## Problem description
Word for word, copy all of the entries.
|---|
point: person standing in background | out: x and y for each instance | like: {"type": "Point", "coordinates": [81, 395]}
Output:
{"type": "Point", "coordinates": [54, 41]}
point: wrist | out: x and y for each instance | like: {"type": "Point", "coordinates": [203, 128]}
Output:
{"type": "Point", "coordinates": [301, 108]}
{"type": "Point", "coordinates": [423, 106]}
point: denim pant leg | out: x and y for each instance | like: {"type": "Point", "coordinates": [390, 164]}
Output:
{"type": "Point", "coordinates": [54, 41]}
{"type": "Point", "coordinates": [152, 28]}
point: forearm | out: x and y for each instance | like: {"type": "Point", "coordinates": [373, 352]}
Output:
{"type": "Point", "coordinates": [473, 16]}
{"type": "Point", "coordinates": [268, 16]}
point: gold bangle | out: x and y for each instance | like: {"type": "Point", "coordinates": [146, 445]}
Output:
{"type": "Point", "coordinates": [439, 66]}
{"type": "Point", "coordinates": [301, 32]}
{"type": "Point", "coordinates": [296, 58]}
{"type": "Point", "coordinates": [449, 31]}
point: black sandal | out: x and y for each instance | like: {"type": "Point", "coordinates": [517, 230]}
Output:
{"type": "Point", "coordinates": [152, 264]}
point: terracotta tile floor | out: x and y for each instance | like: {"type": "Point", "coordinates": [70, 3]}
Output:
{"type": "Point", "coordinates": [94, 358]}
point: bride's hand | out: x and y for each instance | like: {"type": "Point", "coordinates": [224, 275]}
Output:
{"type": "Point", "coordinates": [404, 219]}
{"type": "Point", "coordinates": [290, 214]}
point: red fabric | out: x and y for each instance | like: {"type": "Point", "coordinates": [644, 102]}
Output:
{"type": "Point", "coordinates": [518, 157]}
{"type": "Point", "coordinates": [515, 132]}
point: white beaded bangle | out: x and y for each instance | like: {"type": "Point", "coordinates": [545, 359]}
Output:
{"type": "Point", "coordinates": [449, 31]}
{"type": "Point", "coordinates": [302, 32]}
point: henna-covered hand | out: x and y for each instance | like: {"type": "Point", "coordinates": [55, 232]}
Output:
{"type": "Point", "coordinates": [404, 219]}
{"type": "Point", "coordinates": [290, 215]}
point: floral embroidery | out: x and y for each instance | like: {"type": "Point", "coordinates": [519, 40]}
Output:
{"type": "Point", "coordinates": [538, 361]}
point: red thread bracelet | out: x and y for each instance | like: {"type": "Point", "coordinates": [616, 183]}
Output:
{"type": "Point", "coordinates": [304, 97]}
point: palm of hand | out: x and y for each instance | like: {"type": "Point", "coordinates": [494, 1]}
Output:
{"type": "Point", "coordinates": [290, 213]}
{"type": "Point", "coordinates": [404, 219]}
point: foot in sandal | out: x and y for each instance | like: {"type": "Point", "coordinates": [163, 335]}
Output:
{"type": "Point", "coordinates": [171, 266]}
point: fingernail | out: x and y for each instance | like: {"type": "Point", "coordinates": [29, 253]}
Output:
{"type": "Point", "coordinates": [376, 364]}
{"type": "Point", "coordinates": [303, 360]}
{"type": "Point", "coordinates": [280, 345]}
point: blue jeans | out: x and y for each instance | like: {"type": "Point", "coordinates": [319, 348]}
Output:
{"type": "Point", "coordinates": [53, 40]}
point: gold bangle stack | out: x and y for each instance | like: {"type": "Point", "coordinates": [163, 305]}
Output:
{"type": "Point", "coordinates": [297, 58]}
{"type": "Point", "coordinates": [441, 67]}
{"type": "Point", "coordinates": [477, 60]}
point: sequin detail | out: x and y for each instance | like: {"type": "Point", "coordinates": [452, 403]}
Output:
|---|
## Answer to this exercise
point: person standing in background | out: x and y for each instance | like: {"type": "Point", "coordinates": [81, 395]}
Output:
{"type": "Point", "coordinates": [54, 41]}
point: wrist | out: x and y for each instance | like: {"type": "Point", "coordinates": [203, 128]}
Output:
{"type": "Point", "coordinates": [301, 108]}
{"type": "Point", "coordinates": [423, 106]}
point: denim pant leg | out: x and y for each instance | like: {"type": "Point", "coordinates": [390, 164]}
Output:
{"type": "Point", "coordinates": [54, 41]}
{"type": "Point", "coordinates": [152, 28]}
point: forearm | out: x and y for each instance | like: {"type": "Point", "coordinates": [373, 352]}
Output:
{"type": "Point", "coordinates": [473, 16]}
{"type": "Point", "coordinates": [268, 16]}
point: gold bangle | out: x and y for each instance | like: {"type": "Point", "coordinates": [146, 445]}
Output:
{"type": "Point", "coordinates": [439, 66]}
{"type": "Point", "coordinates": [301, 32]}
{"type": "Point", "coordinates": [296, 58]}
{"type": "Point", "coordinates": [449, 31]}
point: black sandal | out: x and y for each instance | like: {"type": "Point", "coordinates": [517, 230]}
Output:
{"type": "Point", "coordinates": [152, 264]}
point: terracotta tile floor | out: x and y for each instance | like: {"type": "Point", "coordinates": [70, 3]}
Output:
{"type": "Point", "coordinates": [94, 358]}
point: bride's hand | out: x and y for each instance | like: {"type": "Point", "coordinates": [224, 275]}
Output:
{"type": "Point", "coordinates": [404, 219]}
{"type": "Point", "coordinates": [290, 214]}
point: red fabric | out: x and y for each instance | like: {"type": "Point", "coordinates": [644, 102]}
Output:
{"type": "Point", "coordinates": [518, 157]}
{"type": "Point", "coordinates": [515, 132]}
point: white beaded bangle | out: x and y for each instance | like: {"type": "Point", "coordinates": [545, 359]}
Output:
{"type": "Point", "coordinates": [449, 31]}
{"type": "Point", "coordinates": [302, 32]}
point: henna-covered hand | out: x and y for each instance | like: {"type": "Point", "coordinates": [55, 232]}
Output:
{"type": "Point", "coordinates": [404, 219]}
{"type": "Point", "coordinates": [290, 215]}
point: floral embroidery | out: x and y for each instance | like: {"type": "Point", "coordinates": [519, 40]}
Output:
{"type": "Point", "coordinates": [538, 361]}
point: red thread bracelet | out: x and y for each instance | like: {"type": "Point", "coordinates": [616, 183]}
Output:
{"type": "Point", "coordinates": [304, 97]}
point: palm of hand | out: x and y for each instance | like: {"type": "Point", "coordinates": [494, 1]}
Output:
{"type": "Point", "coordinates": [290, 213]}
{"type": "Point", "coordinates": [404, 219]}
point: foot in sandal | out: x and y for each instance | like: {"type": "Point", "coordinates": [163, 335]}
Output:
{"type": "Point", "coordinates": [171, 266]}
point: fingernail | out: x and y for each instance | like: {"type": "Point", "coordinates": [29, 253]}
Output:
{"type": "Point", "coordinates": [376, 364]}
{"type": "Point", "coordinates": [303, 360]}
{"type": "Point", "coordinates": [280, 345]}
point: blue jeans | out: x and y for each instance | like: {"type": "Point", "coordinates": [319, 348]}
Output:
{"type": "Point", "coordinates": [53, 40]}
point: gold bangle stack | out: x and y for each instance | like: {"type": "Point", "coordinates": [163, 305]}
Output:
{"type": "Point", "coordinates": [297, 58]}
{"type": "Point", "coordinates": [441, 67]}
{"type": "Point", "coordinates": [477, 60]}
point: sequin detail | out: x and y for each instance | like: {"type": "Point", "coordinates": [452, 403]}
Output:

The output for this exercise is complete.